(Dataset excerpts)
+--

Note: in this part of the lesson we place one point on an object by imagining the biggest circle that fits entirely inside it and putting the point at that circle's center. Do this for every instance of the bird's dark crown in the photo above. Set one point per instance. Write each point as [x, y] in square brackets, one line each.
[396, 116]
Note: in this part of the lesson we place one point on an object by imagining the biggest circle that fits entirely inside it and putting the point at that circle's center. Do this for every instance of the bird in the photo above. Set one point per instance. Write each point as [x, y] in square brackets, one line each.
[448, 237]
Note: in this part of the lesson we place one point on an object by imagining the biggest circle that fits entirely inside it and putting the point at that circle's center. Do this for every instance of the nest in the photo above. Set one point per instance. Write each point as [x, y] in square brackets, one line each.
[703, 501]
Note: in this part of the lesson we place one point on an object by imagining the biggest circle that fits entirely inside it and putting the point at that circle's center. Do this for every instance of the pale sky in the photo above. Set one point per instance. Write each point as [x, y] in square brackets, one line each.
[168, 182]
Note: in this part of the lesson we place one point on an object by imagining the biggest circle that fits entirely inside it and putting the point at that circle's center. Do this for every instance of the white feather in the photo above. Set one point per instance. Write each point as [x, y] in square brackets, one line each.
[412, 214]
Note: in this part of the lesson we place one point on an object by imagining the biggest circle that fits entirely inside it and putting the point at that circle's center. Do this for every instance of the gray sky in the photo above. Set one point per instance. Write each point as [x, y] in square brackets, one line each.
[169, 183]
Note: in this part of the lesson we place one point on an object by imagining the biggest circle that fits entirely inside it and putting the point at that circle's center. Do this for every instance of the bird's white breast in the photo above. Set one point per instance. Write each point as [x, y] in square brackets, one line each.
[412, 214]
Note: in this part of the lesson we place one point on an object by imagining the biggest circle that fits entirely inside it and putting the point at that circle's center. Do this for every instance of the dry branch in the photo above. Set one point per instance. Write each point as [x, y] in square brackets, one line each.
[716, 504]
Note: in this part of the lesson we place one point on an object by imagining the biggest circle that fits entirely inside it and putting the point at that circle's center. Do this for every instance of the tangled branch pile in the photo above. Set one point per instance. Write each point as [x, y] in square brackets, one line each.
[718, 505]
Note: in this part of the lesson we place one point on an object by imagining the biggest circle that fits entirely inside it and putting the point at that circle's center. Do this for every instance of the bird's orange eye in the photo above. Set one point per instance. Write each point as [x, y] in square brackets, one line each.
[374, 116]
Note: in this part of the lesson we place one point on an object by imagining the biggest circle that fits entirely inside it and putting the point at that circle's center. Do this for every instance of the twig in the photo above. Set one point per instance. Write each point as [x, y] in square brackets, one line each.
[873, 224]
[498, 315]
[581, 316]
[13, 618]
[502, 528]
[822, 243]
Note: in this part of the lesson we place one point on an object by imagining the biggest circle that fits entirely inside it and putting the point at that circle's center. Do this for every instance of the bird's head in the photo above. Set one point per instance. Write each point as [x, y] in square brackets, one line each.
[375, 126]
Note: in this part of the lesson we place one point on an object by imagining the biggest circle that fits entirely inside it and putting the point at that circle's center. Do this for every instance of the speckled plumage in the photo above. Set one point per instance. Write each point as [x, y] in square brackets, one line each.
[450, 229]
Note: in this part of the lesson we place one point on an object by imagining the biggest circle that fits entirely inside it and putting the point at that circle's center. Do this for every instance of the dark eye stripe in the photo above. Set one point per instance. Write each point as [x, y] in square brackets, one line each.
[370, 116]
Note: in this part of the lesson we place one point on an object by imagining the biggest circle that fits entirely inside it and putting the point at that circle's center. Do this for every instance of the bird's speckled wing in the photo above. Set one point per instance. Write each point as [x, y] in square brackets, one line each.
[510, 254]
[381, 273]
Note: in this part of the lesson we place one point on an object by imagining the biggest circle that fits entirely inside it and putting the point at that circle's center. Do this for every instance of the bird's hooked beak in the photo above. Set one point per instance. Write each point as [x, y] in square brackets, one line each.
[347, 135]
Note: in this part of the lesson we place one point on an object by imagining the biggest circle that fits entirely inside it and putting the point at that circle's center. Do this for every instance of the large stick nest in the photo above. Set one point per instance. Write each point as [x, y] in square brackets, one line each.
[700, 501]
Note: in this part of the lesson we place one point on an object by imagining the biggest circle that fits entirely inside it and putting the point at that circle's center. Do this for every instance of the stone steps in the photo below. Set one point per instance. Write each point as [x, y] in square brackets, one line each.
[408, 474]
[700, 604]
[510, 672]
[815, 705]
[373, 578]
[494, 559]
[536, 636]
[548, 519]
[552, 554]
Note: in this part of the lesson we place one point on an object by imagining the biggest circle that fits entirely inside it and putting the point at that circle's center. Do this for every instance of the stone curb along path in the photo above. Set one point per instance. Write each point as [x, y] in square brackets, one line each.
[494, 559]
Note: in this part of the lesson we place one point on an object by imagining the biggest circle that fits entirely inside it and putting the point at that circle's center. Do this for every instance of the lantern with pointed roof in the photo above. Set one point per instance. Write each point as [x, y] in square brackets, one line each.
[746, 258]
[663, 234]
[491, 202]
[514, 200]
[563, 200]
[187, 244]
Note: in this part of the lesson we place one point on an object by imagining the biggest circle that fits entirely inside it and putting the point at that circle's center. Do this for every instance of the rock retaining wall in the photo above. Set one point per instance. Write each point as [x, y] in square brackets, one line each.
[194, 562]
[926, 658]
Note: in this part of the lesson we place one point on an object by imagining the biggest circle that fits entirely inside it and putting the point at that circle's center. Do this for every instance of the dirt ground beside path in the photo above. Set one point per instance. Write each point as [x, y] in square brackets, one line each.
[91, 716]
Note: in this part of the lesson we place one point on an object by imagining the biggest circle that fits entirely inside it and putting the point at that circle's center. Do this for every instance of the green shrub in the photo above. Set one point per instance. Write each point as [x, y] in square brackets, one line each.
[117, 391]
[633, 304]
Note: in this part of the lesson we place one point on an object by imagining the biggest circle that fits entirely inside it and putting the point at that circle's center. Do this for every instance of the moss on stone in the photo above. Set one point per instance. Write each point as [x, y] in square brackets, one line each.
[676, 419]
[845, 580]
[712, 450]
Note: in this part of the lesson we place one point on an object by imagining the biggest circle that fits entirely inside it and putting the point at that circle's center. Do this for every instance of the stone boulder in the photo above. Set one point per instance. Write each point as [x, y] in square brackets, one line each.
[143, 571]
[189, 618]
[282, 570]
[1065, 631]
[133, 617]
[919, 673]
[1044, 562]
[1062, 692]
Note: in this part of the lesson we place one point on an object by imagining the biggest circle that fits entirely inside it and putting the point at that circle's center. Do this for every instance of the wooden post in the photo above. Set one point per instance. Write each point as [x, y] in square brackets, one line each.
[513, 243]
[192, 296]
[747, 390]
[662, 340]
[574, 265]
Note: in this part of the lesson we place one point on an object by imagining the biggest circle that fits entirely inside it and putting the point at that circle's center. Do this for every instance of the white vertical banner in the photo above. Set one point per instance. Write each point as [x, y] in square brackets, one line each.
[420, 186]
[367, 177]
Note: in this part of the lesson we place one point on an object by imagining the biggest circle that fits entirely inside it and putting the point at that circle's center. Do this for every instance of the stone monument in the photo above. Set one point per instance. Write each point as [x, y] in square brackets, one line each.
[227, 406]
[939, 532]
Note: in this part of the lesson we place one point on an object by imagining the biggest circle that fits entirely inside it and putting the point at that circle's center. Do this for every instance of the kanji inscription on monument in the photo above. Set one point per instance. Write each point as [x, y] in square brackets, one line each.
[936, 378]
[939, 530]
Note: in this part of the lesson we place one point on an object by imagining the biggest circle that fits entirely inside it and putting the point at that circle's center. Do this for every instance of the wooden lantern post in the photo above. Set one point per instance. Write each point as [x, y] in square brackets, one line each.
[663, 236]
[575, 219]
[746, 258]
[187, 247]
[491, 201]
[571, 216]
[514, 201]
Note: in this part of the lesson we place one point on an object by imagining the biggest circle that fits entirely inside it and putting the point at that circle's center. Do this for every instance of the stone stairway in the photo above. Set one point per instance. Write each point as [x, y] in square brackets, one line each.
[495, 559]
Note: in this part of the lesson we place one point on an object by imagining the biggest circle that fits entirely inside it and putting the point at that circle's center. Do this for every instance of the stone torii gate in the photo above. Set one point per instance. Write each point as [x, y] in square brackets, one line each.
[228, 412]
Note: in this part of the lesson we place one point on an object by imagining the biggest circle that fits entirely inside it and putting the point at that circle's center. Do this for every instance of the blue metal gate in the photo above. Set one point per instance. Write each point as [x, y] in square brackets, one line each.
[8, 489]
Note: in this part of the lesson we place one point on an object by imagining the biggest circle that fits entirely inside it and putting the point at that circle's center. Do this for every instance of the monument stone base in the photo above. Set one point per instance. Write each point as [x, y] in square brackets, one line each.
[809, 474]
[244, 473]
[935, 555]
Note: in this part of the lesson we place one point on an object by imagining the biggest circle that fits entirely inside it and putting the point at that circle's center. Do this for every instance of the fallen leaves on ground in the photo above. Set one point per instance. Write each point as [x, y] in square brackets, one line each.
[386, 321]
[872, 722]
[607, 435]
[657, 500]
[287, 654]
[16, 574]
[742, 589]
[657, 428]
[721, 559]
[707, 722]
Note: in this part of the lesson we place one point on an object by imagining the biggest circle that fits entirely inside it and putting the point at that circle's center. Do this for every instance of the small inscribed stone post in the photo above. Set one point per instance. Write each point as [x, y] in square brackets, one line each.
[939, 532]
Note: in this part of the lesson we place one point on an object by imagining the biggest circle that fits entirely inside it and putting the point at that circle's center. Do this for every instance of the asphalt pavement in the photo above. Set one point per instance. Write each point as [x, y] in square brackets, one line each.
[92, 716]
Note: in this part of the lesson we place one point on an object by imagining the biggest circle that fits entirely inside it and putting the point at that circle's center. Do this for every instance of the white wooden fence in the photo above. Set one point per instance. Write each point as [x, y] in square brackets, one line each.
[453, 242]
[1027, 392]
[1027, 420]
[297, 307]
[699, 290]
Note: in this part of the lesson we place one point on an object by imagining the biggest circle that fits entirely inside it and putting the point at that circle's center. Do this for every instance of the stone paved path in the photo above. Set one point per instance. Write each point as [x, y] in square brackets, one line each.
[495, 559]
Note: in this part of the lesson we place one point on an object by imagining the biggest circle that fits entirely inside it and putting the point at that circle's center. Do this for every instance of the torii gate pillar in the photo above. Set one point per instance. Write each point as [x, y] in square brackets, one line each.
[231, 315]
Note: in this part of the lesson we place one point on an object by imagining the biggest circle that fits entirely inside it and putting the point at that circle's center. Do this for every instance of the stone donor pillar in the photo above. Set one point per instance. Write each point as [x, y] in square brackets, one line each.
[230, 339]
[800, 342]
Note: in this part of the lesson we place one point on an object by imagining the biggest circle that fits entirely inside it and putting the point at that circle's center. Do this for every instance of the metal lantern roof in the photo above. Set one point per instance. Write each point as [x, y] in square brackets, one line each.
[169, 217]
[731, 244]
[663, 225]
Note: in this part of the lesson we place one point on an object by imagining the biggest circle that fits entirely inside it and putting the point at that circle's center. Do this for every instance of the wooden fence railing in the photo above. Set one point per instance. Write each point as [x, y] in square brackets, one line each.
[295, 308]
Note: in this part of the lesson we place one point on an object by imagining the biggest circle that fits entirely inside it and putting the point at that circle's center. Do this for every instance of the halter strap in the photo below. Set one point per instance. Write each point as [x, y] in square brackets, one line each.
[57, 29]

+--

[REQUIREMENT]: All that is wanted is the line with "of the halter" and every later line in the entries, reproduced exactly.

[ANSWER FOR THIS EXERCISE]:
Note: in this part of the lesson we place one point on an object by imagining the biggest circle that fits entirely inside it and putting the point at that circle's center. Do this for every instance of the halter strap in the photo below. Set one point per instance. Write each point as [x, y] in square brackets, one line each.
[57, 29]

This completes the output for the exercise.